To be done |
Put each line of the listing below into a numbered list, omitting any blank lines.

Information supplied |
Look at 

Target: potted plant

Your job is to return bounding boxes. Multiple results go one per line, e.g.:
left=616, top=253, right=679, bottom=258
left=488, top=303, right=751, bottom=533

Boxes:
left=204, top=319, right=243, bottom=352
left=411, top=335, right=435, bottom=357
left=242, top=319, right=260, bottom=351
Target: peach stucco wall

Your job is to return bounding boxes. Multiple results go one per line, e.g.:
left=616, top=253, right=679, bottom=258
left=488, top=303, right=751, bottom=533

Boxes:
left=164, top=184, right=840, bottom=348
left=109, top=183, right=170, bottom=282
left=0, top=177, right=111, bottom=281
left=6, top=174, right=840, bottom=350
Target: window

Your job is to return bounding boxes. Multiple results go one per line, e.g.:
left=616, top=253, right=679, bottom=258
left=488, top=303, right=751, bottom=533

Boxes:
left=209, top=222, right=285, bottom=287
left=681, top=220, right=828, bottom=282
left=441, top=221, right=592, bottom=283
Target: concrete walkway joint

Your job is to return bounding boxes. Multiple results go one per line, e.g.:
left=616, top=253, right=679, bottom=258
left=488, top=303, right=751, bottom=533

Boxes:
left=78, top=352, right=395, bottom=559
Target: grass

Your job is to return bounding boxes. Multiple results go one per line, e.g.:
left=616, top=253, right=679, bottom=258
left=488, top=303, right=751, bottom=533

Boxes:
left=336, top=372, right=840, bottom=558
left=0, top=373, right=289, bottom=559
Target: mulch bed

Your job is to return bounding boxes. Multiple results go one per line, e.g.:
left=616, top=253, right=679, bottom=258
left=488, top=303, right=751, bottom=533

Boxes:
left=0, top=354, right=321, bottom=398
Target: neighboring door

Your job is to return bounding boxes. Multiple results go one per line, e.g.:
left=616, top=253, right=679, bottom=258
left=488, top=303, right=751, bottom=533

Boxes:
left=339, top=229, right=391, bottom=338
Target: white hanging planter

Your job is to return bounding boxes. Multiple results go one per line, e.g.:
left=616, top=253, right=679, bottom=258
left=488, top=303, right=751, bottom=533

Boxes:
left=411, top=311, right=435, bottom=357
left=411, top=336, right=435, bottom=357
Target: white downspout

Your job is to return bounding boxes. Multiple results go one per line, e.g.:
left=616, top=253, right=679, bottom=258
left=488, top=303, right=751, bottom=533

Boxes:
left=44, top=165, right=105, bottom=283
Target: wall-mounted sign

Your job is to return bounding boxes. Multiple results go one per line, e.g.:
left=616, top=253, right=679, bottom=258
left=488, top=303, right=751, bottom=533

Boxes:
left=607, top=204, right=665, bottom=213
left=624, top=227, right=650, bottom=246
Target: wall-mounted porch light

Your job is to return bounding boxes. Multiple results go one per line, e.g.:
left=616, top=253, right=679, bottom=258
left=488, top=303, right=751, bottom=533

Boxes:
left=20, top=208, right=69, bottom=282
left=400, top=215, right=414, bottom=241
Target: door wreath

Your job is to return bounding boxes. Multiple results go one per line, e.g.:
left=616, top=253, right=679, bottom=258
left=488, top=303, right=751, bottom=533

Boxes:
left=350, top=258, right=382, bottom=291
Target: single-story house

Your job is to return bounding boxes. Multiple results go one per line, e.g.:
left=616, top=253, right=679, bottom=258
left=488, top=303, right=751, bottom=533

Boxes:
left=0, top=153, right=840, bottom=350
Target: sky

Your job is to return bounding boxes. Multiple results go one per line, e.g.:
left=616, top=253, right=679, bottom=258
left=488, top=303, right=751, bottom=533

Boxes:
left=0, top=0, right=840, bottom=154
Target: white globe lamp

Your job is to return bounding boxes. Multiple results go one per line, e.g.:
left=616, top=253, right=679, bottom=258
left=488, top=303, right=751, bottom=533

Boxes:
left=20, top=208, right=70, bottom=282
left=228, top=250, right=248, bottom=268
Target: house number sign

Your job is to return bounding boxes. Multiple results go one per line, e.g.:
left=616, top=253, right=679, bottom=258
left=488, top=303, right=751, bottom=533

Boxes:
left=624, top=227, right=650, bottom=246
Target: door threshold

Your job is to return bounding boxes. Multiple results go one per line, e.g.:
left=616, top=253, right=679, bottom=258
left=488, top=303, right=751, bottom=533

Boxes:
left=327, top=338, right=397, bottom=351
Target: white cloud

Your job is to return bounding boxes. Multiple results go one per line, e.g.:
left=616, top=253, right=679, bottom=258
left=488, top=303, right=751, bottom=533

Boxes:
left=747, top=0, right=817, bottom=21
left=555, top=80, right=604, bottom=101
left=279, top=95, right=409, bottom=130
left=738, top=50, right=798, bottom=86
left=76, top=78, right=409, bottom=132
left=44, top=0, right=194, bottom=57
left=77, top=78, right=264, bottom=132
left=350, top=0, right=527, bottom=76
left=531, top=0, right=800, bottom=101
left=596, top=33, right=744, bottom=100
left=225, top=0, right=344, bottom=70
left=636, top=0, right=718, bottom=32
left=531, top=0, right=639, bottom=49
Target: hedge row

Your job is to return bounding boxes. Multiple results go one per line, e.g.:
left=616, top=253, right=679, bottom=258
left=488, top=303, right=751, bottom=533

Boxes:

Task output |
1. Look at 
2. Target: potted plant
3. Your job is to return bounding boxes. Multiple results go one per line, e.g.:
4. left=616, top=253, right=679, bottom=258
5. left=488, top=303, right=751, bottom=533
6. Boxes:
7. left=204, top=319, right=243, bottom=352
8. left=411, top=335, right=435, bottom=357
9. left=242, top=319, right=260, bottom=351
10. Target: peach stucco wall
11. Your job is to return bounding boxes. Multiple results go one per line, e.g.:
12. left=616, top=253, right=679, bottom=258
13. left=488, top=303, right=751, bottom=533
14. Boxes:
15. left=164, top=184, right=840, bottom=348
16. left=109, top=183, right=170, bottom=282
17. left=0, top=177, right=111, bottom=281
18. left=6, top=174, right=840, bottom=350
19. Target: window
20. Your job is to return bounding boxes. Multiple results go one per line, e.g.:
21. left=616, top=253, right=679, bottom=258
22. left=488, top=303, right=751, bottom=533
23. Boxes:
24. left=209, top=222, right=285, bottom=287
25. left=681, top=220, right=828, bottom=282
26. left=441, top=221, right=592, bottom=283
27. Target: concrete walkway joint
28. Your job is to return bounding boxes. Multiple results go one per line, e.g.:
29. left=616, top=253, right=679, bottom=258
30. left=488, top=303, right=751, bottom=533
31. Boxes:
32. left=78, top=352, right=395, bottom=559
33. Target: grass
34. Your job is to return bounding boxes. Multiple results go one per line, e.g.:
35. left=616, top=253, right=679, bottom=258
36. left=488, top=303, right=751, bottom=533
37. Boxes:
38. left=336, top=372, right=840, bottom=558
39. left=0, top=373, right=289, bottom=559
40. Target: mulch bed
41. Your job is to return bounding boxes. Multiple results go one per line, e.g.:
42. left=616, top=253, right=679, bottom=258
43. left=488, top=303, right=751, bottom=533
44. Boxes:
45. left=0, top=354, right=321, bottom=398
46. Target: neighboring door
47. Your job is to return bounding boxes. Multiple results go one per line, e.g.:
48. left=616, top=253, right=679, bottom=258
49. left=488, top=303, right=751, bottom=533
50. Boxes:
51. left=339, top=229, right=391, bottom=338
52. Target: white hanging planter
53. Your job is to return bounding boxes. Multiple results go one per line, e.g.:
54. left=616, top=253, right=679, bottom=258
55. left=488, top=303, right=751, bottom=533
56. Boxes:
57. left=411, top=311, right=435, bottom=357
58. left=411, top=336, right=435, bottom=357
59. Target: white downspout
60. Your job is to return bounding boxes. Multiple results go one per line, e.g.:
61. left=616, top=253, right=679, bottom=258
62. left=488, top=303, right=751, bottom=533
63. Boxes:
64. left=44, top=165, right=105, bottom=283
65. Target: wall-mounted sign
66. Your job is to return bounding boxes. Multiple results go one per line, e.g.:
67. left=616, top=253, right=679, bottom=258
68. left=488, top=303, right=751, bottom=533
69. Boxes:
70. left=607, top=204, right=665, bottom=213
71. left=624, top=227, right=650, bottom=246
72. Target: wall-mounted porch light
73. Your job is to return bounding boxes. Multiple results go one per line, e.g.:
74. left=616, top=253, right=679, bottom=258
75. left=488, top=303, right=751, bottom=533
76. Boxes:
77. left=20, top=208, right=69, bottom=282
78. left=400, top=215, right=414, bottom=241
79. Target: door wreath
80. Your job is to return bounding boxes. Multiple results go one per line, e.g.:
81. left=616, top=253, right=679, bottom=258
82. left=488, top=303, right=751, bottom=533
83. Boxes:
84. left=350, top=258, right=382, bottom=291
85. Target: single-story house
86. Your job is to return bounding boxes. Multiple results go one per line, e.g.:
87. left=616, top=253, right=679, bottom=258
88. left=488, top=303, right=751, bottom=533
89. Boxes:
90. left=0, top=153, right=840, bottom=350
91. Target: sky
92. Your job is to return bounding boxes. Multiple results go one per line, e.g.:
93. left=616, top=253, right=679, bottom=258
94. left=488, top=303, right=751, bottom=533
95. Boxes:
96. left=0, top=0, right=840, bottom=154
97. Target: white globe lamp
98. Your job is to return bounding boxes. Multiple results go one per line, e.g.:
99. left=616, top=253, right=679, bottom=258
100. left=488, top=303, right=751, bottom=533
101. Boxes:
102. left=20, top=208, right=70, bottom=282
103. left=228, top=250, right=248, bottom=268
104. Target: house number sign
105. Your job is to return bounding boxes. Multiple results go one per line, e.g.:
106. left=616, top=253, right=679, bottom=258
107. left=488, top=303, right=751, bottom=533
108. Boxes:
109. left=624, top=227, right=650, bottom=246
110. Target: door threshold
111. Your job is to return bounding boxes. Multiple results go one per line, e.g.:
112. left=616, top=253, right=679, bottom=258
113. left=488, top=303, right=751, bottom=533
114. Boxes:
115. left=327, top=338, right=397, bottom=351
116. Target: white cloud
117. Your job is to return bounding boxes. Multiple results go one per line, e.g.:
118. left=616, top=253, right=679, bottom=258
119. left=488, top=303, right=751, bottom=533
120. Boxes:
121. left=747, top=0, right=817, bottom=21
122. left=555, top=80, right=604, bottom=101
123. left=279, top=95, right=409, bottom=130
124. left=738, top=50, right=798, bottom=86
125. left=76, top=78, right=409, bottom=132
126. left=44, top=0, right=194, bottom=57
127. left=77, top=78, right=264, bottom=132
128. left=350, top=0, right=527, bottom=76
129. left=531, top=0, right=800, bottom=101
130. left=596, top=33, right=744, bottom=100
131. left=225, top=0, right=344, bottom=70
132. left=636, top=0, right=718, bottom=32
133. left=531, top=0, right=639, bottom=49
134. Target: hedge row
135. Your job is to return bounding boxes. Multiple results go one per line, e.g.:
136. left=616, top=253, right=679, bottom=258
137. left=488, top=303, right=751, bottom=533
138. Boxes:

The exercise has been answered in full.